Set problem: Reproduce the lines of the listing from the line with "Please locate the white ceramic" up to and including the line with "(1086, 294)", unchanged.

Records for this task:

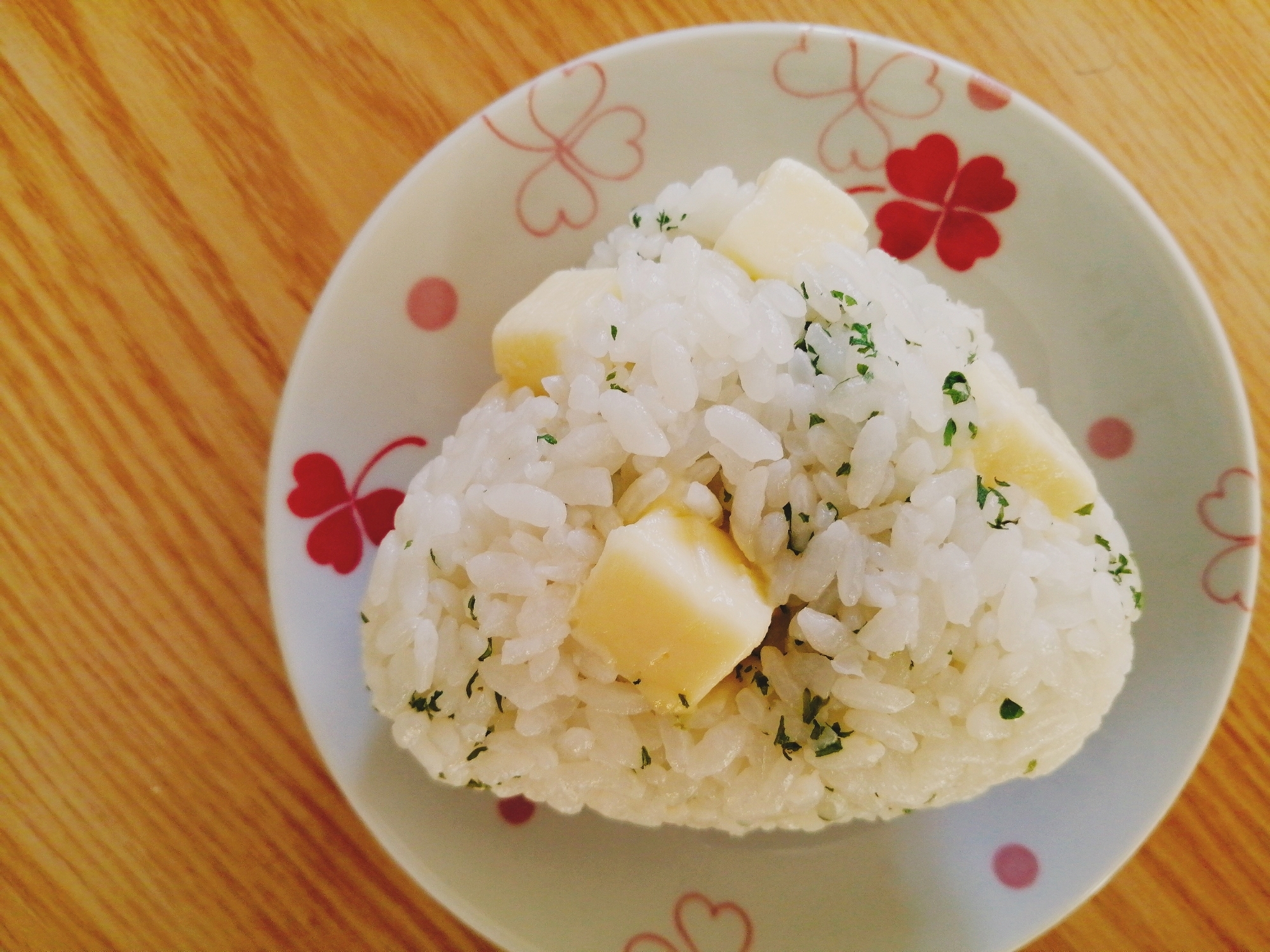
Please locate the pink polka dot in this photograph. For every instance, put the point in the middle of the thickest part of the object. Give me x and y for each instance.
(516, 810)
(1111, 439)
(987, 95)
(432, 304)
(1015, 866)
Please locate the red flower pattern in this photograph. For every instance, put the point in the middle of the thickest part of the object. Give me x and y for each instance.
(712, 923)
(337, 540)
(951, 204)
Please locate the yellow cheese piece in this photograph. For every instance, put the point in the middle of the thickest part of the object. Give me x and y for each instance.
(1020, 444)
(528, 341)
(794, 213)
(675, 605)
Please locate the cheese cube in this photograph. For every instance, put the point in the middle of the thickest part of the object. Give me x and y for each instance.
(529, 340)
(1020, 444)
(675, 605)
(794, 213)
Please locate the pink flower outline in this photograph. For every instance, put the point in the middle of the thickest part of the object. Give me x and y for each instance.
(563, 149)
(869, 98)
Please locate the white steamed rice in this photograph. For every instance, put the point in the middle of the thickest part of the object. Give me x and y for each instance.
(914, 624)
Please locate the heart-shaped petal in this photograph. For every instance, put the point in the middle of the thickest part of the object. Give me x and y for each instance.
(337, 541)
(984, 187)
(906, 229)
(378, 511)
(925, 172)
(965, 238)
(1229, 510)
(319, 486)
(554, 196)
(713, 927)
(562, 102)
(905, 87)
(1227, 578)
(854, 138)
(608, 147)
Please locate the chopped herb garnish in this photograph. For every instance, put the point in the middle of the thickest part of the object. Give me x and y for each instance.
(812, 705)
(424, 705)
(957, 388)
(784, 742)
(831, 748)
(1122, 568)
(862, 342)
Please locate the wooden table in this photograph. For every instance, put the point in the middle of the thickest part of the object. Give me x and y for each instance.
(177, 181)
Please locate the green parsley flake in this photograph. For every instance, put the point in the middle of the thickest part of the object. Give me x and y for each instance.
(784, 742)
(957, 388)
(812, 705)
(831, 748)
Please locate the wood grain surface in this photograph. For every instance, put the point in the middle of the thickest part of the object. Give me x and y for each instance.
(177, 181)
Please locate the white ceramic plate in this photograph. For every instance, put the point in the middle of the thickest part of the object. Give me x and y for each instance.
(1086, 294)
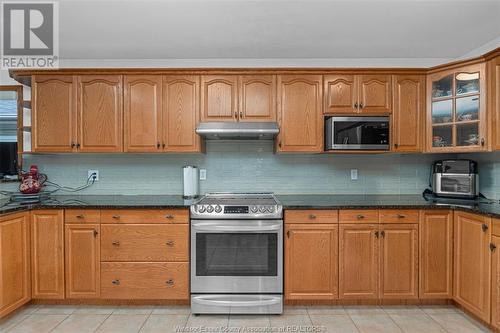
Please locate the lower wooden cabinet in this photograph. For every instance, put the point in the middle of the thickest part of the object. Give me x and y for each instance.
(82, 253)
(15, 285)
(472, 263)
(311, 261)
(47, 254)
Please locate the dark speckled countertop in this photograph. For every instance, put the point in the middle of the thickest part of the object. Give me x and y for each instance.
(296, 201)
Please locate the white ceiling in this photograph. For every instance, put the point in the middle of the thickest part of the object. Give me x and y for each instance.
(276, 29)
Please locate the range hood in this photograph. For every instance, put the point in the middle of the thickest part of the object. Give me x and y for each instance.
(238, 130)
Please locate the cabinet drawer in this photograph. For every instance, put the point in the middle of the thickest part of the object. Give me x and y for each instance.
(398, 216)
(144, 242)
(311, 216)
(82, 216)
(144, 280)
(145, 216)
(358, 216)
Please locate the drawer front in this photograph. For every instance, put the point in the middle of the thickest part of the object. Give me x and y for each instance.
(82, 216)
(399, 216)
(141, 242)
(144, 280)
(358, 216)
(149, 216)
(311, 216)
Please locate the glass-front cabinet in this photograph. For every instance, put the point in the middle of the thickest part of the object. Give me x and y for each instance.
(456, 116)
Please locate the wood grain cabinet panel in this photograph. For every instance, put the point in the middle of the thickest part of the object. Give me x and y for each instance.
(181, 110)
(100, 113)
(15, 283)
(399, 261)
(82, 254)
(53, 113)
(142, 112)
(300, 113)
(311, 261)
(472, 263)
(409, 104)
(47, 254)
(219, 95)
(436, 254)
(358, 261)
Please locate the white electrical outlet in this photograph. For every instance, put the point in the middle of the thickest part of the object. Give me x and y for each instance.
(91, 172)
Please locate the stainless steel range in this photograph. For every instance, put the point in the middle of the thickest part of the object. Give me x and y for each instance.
(237, 254)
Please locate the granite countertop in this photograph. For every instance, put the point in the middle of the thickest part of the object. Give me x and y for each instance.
(296, 201)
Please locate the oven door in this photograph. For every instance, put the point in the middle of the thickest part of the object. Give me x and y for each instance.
(237, 256)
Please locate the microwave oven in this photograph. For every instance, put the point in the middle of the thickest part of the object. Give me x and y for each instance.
(357, 133)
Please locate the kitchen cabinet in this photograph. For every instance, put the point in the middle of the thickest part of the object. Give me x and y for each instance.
(358, 261)
(142, 97)
(311, 261)
(408, 113)
(299, 113)
(82, 258)
(53, 115)
(354, 94)
(436, 254)
(471, 287)
(100, 113)
(15, 283)
(47, 254)
(456, 110)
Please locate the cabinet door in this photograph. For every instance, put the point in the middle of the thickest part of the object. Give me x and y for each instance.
(408, 113)
(181, 110)
(472, 263)
(100, 113)
(299, 112)
(399, 261)
(311, 261)
(219, 98)
(47, 254)
(15, 285)
(53, 113)
(436, 254)
(374, 93)
(142, 110)
(358, 261)
(340, 94)
(257, 98)
(82, 260)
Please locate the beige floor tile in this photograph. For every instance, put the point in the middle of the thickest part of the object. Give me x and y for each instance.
(457, 323)
(416, 323)
(171, 310)
(38, 323)
(326, 309)
(334, 324)
(163, 323)
(81, 323)
(128, 323)
(374, 323)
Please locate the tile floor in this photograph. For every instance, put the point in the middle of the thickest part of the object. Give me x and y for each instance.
(124, 319)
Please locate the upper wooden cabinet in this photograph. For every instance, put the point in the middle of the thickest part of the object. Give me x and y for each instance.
(456, 110)
(299, 113)
(15, 283)
(352, 94)
(53, 113)
(100, 113)
(408, 114)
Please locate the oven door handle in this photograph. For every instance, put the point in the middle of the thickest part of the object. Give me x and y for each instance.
(206, 301)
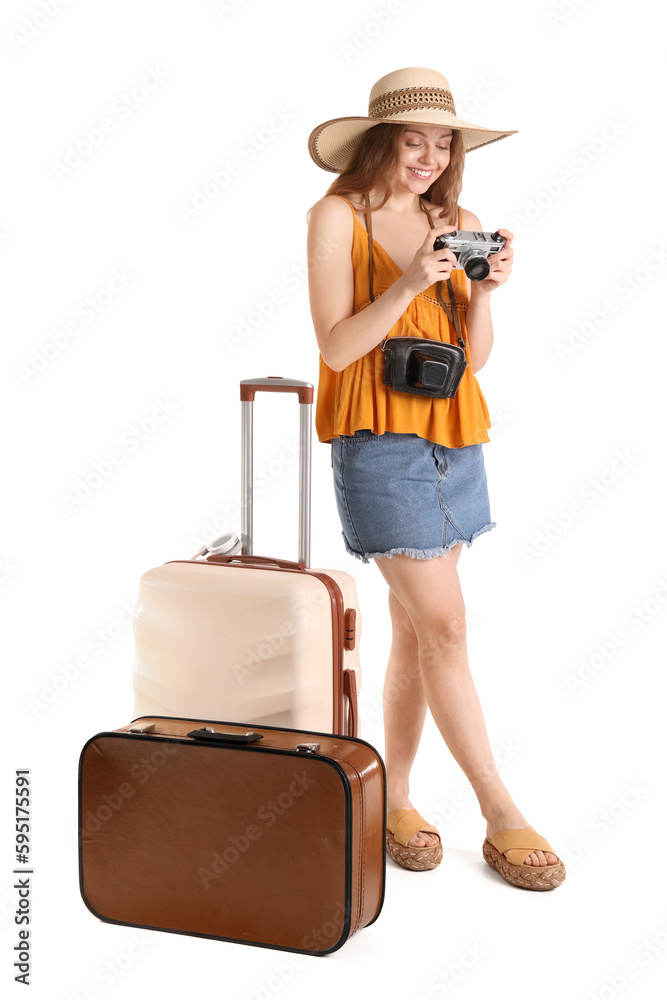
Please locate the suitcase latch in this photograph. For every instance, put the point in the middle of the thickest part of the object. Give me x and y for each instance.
(350, 622)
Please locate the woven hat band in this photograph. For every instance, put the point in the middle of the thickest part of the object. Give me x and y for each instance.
(408, 98)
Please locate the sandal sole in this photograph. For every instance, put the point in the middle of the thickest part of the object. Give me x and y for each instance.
(416, 859)
(524, 876)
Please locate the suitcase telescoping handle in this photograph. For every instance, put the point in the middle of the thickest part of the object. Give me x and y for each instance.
(304, 390)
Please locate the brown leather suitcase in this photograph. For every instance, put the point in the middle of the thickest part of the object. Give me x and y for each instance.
(265, 836)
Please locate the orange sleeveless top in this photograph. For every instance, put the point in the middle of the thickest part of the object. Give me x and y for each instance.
(356, 397)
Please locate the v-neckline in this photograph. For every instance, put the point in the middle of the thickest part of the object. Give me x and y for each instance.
(364, 230)
(385, 252)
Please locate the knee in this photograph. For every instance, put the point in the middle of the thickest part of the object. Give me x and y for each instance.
(446, 631)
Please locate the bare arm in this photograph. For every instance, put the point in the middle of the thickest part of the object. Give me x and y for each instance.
(342, 336)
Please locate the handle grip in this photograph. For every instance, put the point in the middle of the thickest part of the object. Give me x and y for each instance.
(212, 736)
(282, 563)
(275, 383)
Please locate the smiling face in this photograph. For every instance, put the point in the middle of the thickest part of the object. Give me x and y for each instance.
(423, 154)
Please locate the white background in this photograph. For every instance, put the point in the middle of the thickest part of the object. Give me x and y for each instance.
(219, 73)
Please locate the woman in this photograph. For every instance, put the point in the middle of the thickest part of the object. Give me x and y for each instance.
(408, 469)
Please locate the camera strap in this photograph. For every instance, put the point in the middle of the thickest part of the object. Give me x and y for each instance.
(452, 315)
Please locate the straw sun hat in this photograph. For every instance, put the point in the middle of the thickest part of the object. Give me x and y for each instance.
(420, 96)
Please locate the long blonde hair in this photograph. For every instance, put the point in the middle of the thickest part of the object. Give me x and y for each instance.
(376, 156)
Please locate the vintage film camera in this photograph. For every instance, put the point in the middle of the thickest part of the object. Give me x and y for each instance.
(471, 250)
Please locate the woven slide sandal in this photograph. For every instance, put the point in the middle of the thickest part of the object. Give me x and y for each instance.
(402, 824)
(517, 845)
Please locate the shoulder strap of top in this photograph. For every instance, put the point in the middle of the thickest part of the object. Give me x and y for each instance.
(369, 230)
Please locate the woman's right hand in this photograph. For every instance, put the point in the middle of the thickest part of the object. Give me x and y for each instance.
(429, 265)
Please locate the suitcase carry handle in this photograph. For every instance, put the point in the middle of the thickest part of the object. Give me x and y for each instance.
(304, 391)
(214, 736)
(282, 563)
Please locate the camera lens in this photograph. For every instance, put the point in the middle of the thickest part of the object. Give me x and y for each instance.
(476, 268)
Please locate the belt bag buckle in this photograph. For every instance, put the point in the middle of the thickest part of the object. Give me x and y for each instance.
(423, 367)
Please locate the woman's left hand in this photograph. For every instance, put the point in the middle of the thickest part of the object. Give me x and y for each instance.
(500, 265)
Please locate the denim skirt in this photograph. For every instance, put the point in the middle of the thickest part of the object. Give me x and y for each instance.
(401, 493)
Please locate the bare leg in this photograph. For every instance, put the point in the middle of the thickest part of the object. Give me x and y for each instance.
(404, 712)
(429, 591)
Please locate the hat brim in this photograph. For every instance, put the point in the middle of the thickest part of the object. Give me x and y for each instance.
(332, 143)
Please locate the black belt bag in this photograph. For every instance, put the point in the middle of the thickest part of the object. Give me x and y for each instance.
(420, 365)
(425, 367)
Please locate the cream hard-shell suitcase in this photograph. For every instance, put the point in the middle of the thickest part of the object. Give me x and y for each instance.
(249, 638)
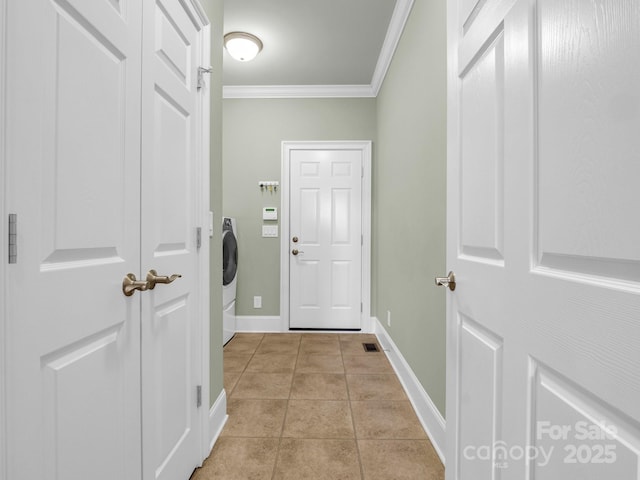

Complete answer:
Please locate the white ceramic plate in this photograph. For every instance, put the point in the middle of the thickest part of the object. Give me x and y for each instance.
(1086, 294)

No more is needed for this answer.